(Task item):
Everything in the records below from the line containing "the forest clearing?" through the line containing "pen on table?" is to be reproduced exactly, those two lines included; no picture is to be copied.

___ Recorded data ___

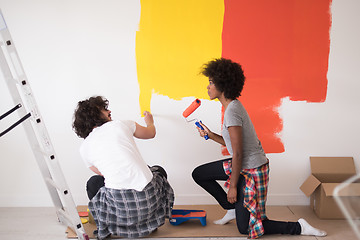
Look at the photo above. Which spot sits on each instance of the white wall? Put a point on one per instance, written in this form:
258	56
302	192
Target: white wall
74	49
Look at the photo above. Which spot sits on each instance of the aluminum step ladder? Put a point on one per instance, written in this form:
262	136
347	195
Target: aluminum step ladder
36	132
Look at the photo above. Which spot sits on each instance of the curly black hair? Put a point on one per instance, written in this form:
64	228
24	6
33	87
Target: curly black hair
228	76
88	115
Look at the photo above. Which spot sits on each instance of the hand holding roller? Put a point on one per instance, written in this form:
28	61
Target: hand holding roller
193	106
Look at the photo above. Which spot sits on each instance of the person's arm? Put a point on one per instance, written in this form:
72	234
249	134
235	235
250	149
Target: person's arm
213	136
146	132
95	170
235	133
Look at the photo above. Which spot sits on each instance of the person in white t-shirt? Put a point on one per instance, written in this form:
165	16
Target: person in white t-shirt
110	151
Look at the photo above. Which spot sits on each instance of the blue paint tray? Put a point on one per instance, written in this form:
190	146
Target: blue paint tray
181	215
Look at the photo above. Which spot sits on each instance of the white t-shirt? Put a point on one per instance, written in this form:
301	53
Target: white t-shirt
111	148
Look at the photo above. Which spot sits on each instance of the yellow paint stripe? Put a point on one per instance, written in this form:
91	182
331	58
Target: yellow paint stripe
174	40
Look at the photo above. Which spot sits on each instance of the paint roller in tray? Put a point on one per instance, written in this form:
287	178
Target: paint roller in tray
193	106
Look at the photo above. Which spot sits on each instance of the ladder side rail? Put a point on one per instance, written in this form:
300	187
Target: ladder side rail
44	138
28	128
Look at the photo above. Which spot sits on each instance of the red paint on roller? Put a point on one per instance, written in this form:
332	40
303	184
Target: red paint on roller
194	105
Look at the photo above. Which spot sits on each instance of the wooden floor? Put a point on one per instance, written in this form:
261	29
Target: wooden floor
42	224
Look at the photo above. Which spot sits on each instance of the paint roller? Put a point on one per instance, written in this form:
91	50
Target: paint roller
193	106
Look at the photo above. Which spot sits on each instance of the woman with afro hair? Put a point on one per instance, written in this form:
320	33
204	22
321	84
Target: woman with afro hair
247	171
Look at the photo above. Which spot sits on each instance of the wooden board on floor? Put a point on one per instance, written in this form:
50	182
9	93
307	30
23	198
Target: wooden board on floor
193	227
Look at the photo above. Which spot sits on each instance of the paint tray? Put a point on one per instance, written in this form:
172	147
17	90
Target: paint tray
181	215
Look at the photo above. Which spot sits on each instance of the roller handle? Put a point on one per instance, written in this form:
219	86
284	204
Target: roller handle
199	126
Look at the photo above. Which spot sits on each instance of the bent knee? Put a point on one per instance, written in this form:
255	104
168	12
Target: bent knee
243	228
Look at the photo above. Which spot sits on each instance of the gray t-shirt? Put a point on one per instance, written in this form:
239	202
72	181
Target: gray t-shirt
253	153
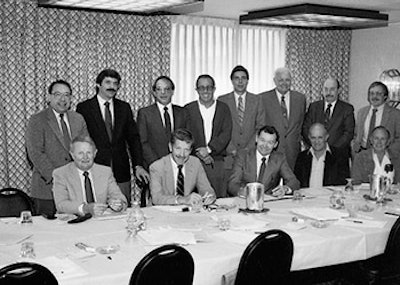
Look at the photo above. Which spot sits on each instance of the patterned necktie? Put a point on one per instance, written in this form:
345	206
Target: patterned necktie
67	138
88	188
284	111
372	123
240	110
262	170
180	182
328	114
167	121
107	119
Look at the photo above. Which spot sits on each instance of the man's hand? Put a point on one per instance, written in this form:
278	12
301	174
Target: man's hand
117	205
142	174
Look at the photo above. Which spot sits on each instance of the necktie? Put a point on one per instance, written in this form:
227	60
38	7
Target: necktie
328	114
180	182
167	121
284	111
88	188
240	110
372	123
107	119
67	138
262	170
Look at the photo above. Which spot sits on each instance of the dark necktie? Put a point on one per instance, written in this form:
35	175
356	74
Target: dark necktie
88	188
328	114
262	170
240	110
107	119
180	182
167	121
372	123
67	138
284	111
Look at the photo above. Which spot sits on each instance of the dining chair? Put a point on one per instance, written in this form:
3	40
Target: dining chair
13	201
22	273
266	260
167	265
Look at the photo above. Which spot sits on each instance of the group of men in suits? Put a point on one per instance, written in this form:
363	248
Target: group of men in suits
238	138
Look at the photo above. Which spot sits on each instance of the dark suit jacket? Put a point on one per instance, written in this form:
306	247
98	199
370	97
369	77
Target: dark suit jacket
163	183
152	132
125	137
221	132
390	120
46	149
334	171
290	138
68	192
363	166
245	171
254	119
340	127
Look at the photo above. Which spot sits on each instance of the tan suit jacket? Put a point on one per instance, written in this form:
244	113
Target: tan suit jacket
162	180
46	149
68	192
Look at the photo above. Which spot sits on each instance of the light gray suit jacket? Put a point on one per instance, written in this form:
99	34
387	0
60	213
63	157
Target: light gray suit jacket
390	120
243	137
290	138
68	192
46	149
162	180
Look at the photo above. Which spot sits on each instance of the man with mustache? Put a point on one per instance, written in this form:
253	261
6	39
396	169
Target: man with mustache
179	178
48	136
112	127
378	113
336	115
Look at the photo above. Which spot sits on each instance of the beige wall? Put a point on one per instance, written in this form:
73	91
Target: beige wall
372	51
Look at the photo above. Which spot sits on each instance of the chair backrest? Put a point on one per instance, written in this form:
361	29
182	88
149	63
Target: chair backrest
266	260
166	265
392	249
13	201
26	273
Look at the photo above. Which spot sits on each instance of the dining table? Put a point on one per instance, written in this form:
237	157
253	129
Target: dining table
216	237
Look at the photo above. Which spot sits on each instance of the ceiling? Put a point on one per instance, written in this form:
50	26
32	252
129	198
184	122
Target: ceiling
232	9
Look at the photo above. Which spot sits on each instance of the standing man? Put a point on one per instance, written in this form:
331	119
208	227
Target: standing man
176	176
48	136
157	121
112	127
378	113
265	165
248	116
321	165
211	125
337	117
285	109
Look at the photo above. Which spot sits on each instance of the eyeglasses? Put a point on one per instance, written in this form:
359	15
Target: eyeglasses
205	88
59	94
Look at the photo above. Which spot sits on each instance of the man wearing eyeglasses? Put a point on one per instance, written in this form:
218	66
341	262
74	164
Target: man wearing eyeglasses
48	137
156	122
211	125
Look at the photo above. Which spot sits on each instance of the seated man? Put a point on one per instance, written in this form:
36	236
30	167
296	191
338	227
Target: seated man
82	186
263	164
376	160
321	165
174	177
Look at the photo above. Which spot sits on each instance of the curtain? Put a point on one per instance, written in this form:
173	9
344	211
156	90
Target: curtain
313	55
40	45
215	46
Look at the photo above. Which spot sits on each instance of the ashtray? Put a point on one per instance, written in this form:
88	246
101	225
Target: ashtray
253	211
108	249
319	224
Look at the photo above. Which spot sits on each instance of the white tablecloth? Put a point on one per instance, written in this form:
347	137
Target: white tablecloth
215	254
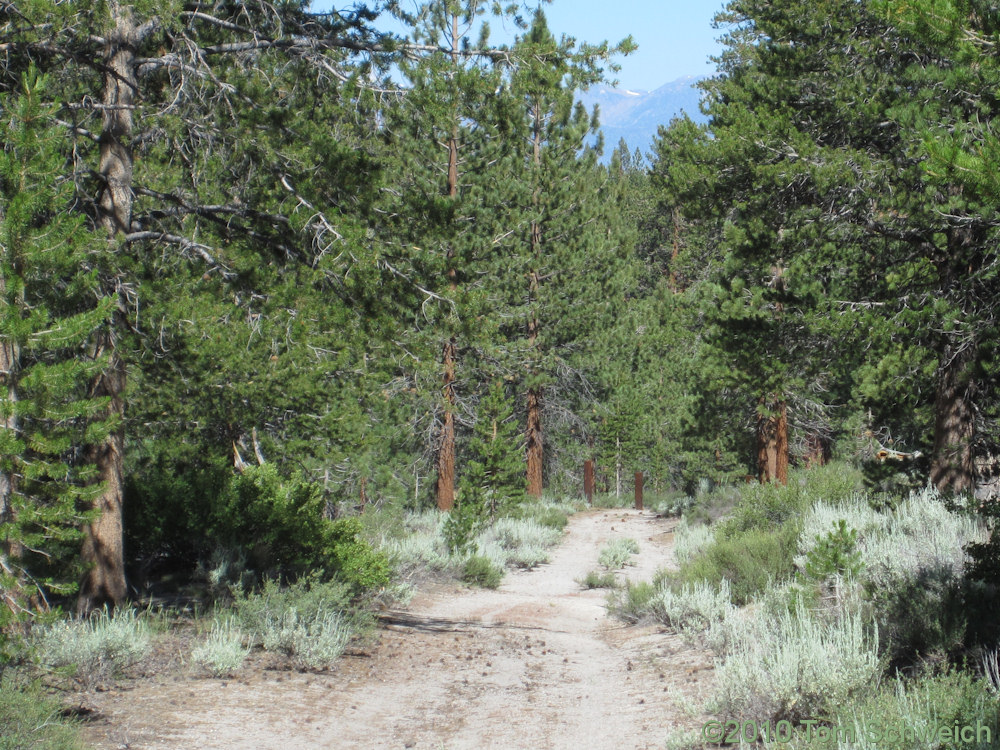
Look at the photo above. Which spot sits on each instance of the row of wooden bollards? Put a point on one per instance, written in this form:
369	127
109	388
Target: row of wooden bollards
588	485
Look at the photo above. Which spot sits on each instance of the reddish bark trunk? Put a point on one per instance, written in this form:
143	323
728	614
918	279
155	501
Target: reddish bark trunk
446	450
535	451
103	583
817	451
952	464
772	443
103	549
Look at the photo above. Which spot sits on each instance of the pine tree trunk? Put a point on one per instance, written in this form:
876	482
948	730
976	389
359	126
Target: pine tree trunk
817	451
103	552
446	449
533	427
10	550
772	443
952	465
618	466
535	452
446	444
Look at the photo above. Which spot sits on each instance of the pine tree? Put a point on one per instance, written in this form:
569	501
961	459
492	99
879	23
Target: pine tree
51	308
493	476
568	254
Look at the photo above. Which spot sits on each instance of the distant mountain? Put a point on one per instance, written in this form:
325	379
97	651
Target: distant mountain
636	115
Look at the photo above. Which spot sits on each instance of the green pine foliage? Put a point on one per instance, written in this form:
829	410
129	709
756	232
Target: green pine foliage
493	470
50	306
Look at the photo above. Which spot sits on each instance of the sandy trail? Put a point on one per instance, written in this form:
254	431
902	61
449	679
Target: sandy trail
534	664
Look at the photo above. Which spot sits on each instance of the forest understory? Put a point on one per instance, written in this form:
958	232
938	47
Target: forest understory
535	663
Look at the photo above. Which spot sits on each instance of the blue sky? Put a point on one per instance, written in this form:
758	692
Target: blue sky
675	37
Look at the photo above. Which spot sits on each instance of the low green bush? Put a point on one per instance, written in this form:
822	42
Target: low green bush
835	554
598	579
483	572
617	553
282	526
31	719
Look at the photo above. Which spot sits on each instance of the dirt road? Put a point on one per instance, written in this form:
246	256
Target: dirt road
534	664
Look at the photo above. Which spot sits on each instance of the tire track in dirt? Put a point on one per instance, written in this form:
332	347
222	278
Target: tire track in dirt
533	664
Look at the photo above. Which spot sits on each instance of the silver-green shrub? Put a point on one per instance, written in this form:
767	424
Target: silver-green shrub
693	610
617	553
97	647
225	649
314	640
794	665
689	540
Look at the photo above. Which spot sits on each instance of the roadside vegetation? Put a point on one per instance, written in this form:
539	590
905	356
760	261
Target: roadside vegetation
285	588
823	602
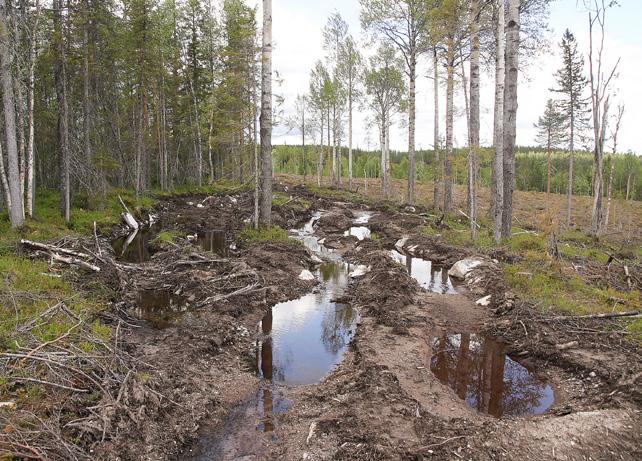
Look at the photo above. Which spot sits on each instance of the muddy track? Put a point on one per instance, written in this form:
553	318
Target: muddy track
382	401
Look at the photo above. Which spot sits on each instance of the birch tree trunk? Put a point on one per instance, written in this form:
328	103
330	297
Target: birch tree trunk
450	89
266	117
497	185
86	100
31	183
63	111
412	69
474	125
320	162
571	161
609	194
15	192
436	143
3	178
350	97
510	113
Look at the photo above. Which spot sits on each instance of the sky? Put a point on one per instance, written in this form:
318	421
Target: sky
298	44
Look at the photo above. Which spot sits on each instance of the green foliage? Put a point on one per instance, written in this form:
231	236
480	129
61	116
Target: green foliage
165	237
250	236
531	171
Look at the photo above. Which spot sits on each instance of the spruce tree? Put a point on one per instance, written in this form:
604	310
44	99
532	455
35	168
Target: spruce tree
551	130
572	84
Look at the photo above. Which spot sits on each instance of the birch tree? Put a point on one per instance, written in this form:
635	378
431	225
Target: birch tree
510	113
385	88
449	27
265	217
497	181
474	122
33	46
12	189
614	135
60	73
572	84
551	128
350	70
403	24
599	81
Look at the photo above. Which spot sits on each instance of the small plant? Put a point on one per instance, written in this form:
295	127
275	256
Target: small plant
250	236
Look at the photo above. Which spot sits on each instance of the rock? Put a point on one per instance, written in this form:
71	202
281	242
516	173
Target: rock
463	267
400	243
306	275
485	301
359	271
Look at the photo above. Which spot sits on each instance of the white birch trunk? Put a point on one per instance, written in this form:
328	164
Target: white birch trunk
266	117
510	113
16	210
497	192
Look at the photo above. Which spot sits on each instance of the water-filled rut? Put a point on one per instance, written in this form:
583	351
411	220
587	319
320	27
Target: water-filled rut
299	343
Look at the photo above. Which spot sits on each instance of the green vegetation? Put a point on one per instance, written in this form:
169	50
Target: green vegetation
250	236
551	284
166	237
531	168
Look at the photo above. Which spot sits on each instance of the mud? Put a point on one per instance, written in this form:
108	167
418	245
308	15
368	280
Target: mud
240	380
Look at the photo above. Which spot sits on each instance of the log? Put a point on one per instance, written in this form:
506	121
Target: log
128	217
53	249
608	315
74	262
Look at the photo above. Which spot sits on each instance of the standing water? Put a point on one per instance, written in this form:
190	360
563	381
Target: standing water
299	343
429	277
479	371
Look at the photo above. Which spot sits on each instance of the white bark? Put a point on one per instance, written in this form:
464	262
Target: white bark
510	113
436	143
266	117
16	210
497	192
474	124
31	177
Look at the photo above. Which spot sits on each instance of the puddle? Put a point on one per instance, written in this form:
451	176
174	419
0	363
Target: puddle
307	337
479	371
361	232
134	248
215	241
299	342
429	277
159	307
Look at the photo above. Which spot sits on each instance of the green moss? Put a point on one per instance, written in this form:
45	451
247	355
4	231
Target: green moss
250	236
166	237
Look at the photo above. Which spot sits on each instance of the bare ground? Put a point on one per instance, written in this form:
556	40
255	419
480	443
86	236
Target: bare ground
189	375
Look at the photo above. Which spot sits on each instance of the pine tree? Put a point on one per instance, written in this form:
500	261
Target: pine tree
572	84
551	129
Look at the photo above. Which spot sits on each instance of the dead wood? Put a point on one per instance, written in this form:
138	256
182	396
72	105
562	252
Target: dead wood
53	249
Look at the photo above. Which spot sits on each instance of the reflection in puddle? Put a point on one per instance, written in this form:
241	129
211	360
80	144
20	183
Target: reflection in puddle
159	307
134	248
214	240
299	343
361	232
308	336
481	373
431	278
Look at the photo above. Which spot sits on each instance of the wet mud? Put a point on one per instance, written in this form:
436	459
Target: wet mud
397	361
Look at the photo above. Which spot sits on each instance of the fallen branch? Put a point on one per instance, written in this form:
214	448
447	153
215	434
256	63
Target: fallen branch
74	262
128	217
240	291
53	249
608	315
476	224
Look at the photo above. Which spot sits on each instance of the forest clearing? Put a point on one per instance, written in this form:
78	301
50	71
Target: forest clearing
201	261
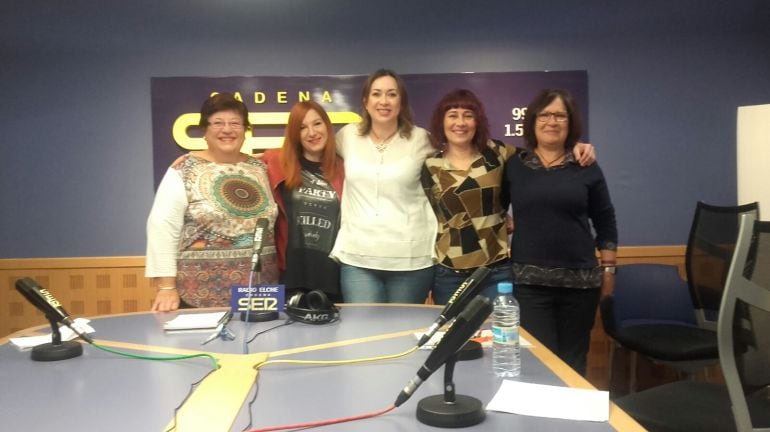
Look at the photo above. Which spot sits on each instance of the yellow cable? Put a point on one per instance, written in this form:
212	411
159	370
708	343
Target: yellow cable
336	362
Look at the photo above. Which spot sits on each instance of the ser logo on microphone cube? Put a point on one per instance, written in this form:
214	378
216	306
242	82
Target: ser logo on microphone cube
260	298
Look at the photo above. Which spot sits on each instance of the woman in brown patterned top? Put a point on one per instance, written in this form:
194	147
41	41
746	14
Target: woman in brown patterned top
464	182
201	226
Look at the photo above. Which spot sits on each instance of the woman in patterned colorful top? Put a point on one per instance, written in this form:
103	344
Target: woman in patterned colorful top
306	176
201	227
464	182
563	215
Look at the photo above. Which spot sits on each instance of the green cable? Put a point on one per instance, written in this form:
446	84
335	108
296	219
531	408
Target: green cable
141	357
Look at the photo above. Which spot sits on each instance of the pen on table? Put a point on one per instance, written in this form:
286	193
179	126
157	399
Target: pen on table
220	326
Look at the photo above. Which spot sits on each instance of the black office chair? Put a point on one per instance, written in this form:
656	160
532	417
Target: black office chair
710	247
651	314
743	404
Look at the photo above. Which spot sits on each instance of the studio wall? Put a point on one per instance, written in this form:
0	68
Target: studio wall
665	80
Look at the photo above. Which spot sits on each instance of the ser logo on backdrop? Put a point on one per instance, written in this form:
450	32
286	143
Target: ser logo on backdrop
176	104
260	298
187	122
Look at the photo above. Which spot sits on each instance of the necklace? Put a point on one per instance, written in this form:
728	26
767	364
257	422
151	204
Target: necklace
549	163
381	144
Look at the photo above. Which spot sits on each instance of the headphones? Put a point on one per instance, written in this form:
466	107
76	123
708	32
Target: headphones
311	307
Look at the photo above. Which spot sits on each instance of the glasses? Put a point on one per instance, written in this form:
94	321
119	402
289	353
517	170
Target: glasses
546	116
218	125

___

(Solution):
Look at the photo above. Which spot sits on each instance of the forest clearing? Put a point on one per instance, written in this form:
78	301
50	71
Target: forest clearing
201	261
Look at the photo above. Which spot sits on each instance of the yellow cable? Put a point on one per instance, written in this form:
212	411
159	370
708	343
Target: yellow cable
336	362
Look at the photo above. Which spot sits on each instance of the ser logo on microphone cube? Put a point on one per instance, written in this form:
214	378
216	306
242	82
Target: ser logo on microphone cube
260	298
Look at the photo above. Which spot sits on each instance of the woman in brown patterned top? Put a point on one per instance, written in this form:
194	147
41	41
746	14
Target: woman in brown patterned top
464	182
201	226
Look at the photo above. Which spot sits on each instance of the woman in patterned colorful top? Put a point on one per instance, written in this form:
103	344
Target: woman in patterned colorful top
306	176
201	227
464	182
563	215
Look at the photo above. Which spot sits on each instance of the green cable? Put a point on one per instance, written in this form:
446	84
335	108
296	219
531	408
Target: green cable
141	357
Look at the photo above. Which spot sits on each instance of the pen on table? Put a point on one per instance, written in this form:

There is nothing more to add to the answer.